Source:
------------------------

Media and Cultural Studies
6146 Vilas Hall
Current and Future Projects
- Streaming television
- Media dislike
- Contemporary television comedy
Expertise and Activities
My work examines how media entertainment and its audiences interact, and examines how and where value and meaning are created. More specifically, my research projects fall into one or more of the following areas: (1) textual theory, criticism, and analysis, (2) contemporary television studies, (3) new media extensions of and convergence with television and film, (4) satire, comedy, parody, and political entertainment, (5) international media consumption, and (6) qualitative audience studies, fandom, dislike, and anti-fandom.
My first book, Watching with The Simpsons: Television, Parody, and Intertextuality, used The Simpsons to examine how audiences consume with a whole barrage of other images and structures learned from other items of media. This interest in how meaning and impact are constructed outside of the film or show itself extended to Show Sold Separately: Promos, Spoilers, and Other Media Paratexts, about the vast universe of paratextual or “peripheral” items that surround all films and shows – such as trailers, bonus materials, licensed games, fan creations, reviews, and so forth. Having established how much audience reaction occurs outside and around an item of media itself, I then grew interested in a particular type of audience member – engaged dislikers – and in the legitimacy and frequent importance of their responses to media, even when they may have only consumed a little. While audience studies have told us much about fans, we still know comparatively little about annoyed, resentful, coerced, and belabored consumption, and my most recent (forthcoming) solo-authored book, Dislike-Minded: Media, Audiences, and the Dynamics of Taste, draws from over 200 qualitative interviews to say more about what it means to really dislike something.
Throughout my career to date, I’ve shown particular interest in what television is as a cultural entity, and in how we study it. Television Entertainment introduces the study of television through various thematic lenses, and grew out of my continuing interest in how television is changing as a textual, industrial, and experiential entity. Television Studies (and its second edition), written with Amanda D. Lotz, is about television and television studies as a field of study. My forthcoming book Television Goes to the Movies, written with Derek Johnson, considers zones of contact and interaction between television and film, and how those zones are surrounded discursively by boundary maintenance intent on ensuring each medium stays in its own allotted cultural space. Moving forward, meanwhile, I want to make better sense of the streaming television era, and especially of how television texts and audiences are changing (or not) in this era.

------------------------

Data extract:
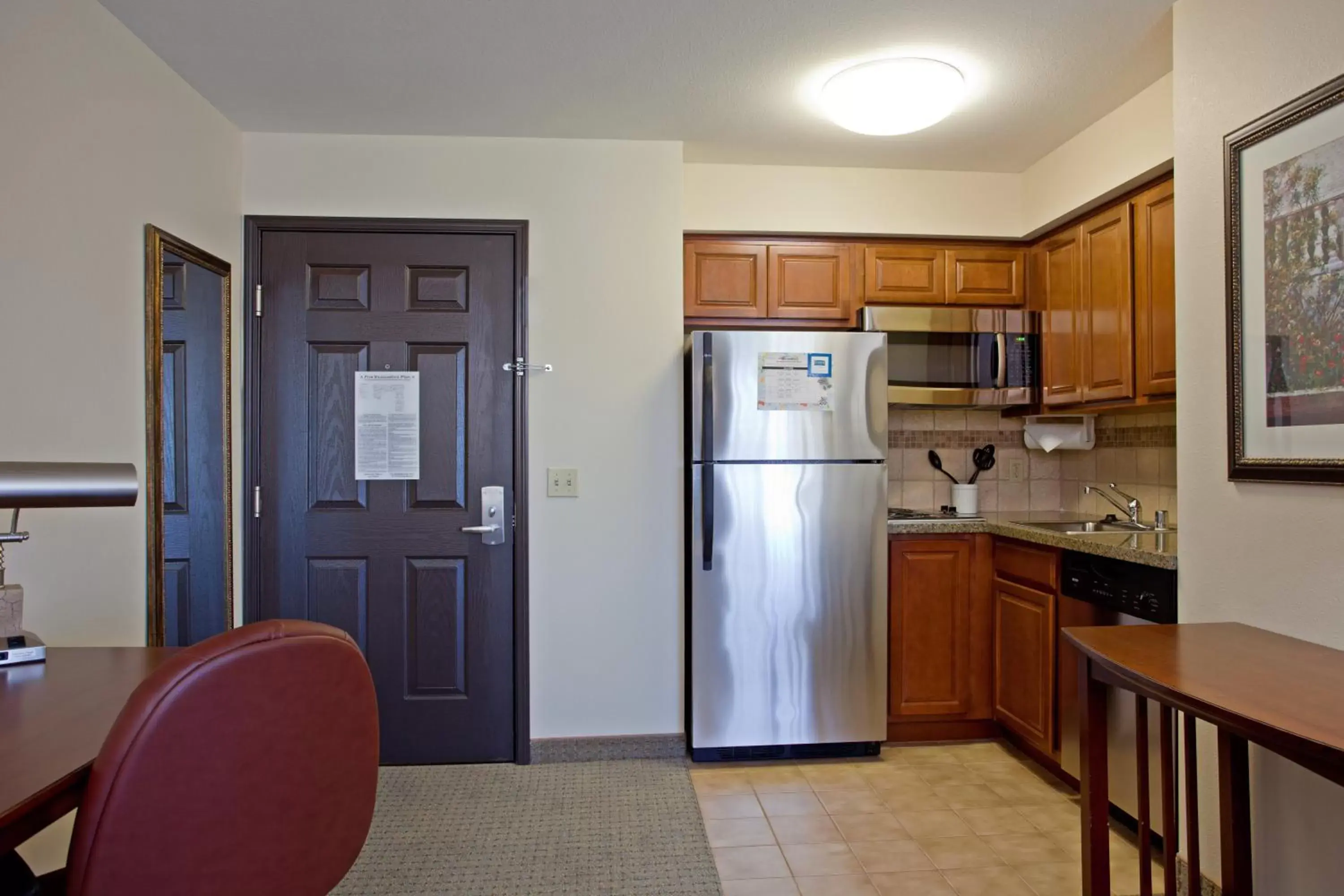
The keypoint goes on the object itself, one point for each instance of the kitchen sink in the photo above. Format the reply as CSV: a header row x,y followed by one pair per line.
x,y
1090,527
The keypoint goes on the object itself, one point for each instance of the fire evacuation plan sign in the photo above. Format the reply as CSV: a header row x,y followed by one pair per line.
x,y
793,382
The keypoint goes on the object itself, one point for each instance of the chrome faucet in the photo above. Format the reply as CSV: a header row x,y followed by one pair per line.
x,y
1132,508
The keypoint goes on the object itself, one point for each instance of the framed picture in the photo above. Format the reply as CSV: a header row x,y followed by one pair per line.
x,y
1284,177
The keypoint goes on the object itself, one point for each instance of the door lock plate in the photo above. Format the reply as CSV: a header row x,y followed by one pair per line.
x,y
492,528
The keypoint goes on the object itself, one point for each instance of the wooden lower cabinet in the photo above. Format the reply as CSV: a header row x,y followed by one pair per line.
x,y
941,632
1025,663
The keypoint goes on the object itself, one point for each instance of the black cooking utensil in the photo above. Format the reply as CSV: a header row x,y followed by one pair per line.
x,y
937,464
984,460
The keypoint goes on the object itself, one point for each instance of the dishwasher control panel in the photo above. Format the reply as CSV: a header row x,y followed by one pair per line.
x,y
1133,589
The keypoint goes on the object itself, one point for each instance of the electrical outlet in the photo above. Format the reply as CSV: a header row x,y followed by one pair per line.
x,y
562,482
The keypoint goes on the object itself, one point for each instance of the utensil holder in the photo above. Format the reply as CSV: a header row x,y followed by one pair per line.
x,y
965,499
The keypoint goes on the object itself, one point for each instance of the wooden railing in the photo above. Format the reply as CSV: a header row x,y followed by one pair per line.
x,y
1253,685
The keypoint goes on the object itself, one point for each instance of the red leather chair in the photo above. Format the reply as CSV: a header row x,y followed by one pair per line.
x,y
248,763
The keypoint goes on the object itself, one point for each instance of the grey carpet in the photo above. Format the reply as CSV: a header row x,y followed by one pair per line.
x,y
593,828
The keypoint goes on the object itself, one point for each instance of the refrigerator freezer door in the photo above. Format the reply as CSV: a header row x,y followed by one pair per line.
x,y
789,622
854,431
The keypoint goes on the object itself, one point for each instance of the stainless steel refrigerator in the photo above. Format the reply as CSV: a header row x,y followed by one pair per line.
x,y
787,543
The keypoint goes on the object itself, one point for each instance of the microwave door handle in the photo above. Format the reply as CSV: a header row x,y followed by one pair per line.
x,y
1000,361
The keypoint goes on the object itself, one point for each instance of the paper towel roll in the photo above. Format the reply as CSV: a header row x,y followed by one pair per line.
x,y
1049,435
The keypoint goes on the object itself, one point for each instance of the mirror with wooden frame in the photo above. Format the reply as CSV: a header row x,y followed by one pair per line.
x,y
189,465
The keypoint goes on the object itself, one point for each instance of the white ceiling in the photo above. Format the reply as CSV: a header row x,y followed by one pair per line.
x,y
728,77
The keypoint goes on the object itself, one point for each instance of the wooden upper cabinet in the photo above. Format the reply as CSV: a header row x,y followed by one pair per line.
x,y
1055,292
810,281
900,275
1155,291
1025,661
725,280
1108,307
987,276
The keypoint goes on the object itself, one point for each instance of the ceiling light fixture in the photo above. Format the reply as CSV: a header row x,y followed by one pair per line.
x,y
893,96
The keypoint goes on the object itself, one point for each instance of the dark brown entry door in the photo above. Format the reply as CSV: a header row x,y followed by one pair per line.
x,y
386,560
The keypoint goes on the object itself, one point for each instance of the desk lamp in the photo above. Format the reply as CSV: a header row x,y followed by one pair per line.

------------------------

Given exercise A: Reproduce word for word the part of the research profile starting at "Media and Cultural" and ending at "dislike, and anti-fandom.".
Given exercise B:
Answer these questions using the research profile:
(i) What office location is listed?
(ii) How many qualitative interviews does Dislike-Minded draw from?
(iii) Who co-wrote Television Studies?

Complete output A:
Media and Cultural Studies
6146 Vilas Hall
Current and Future Projects
- Streaming television
- Media dislike
- Contemporary television comedy
Expertise and Activities
My work examines how media entertainment and its audiences interact, and examines how and where value and meaning are created. More specifically, my research projects fall into one or more of the following areas: (1) textual theory, criticism, and analysis, (2) contemporary television studies, (3) new media extensions of and convergence with television and film, (4) satire, comedy, parody, and political entertainment, (5) international media consumption, and (6) qualitative audience studies, fandom, dislike, and anti-fandom.

Complete output B:
(i) 6146 Vilas Hall
(ii) Over 200
(iii) Amanda D. Lotz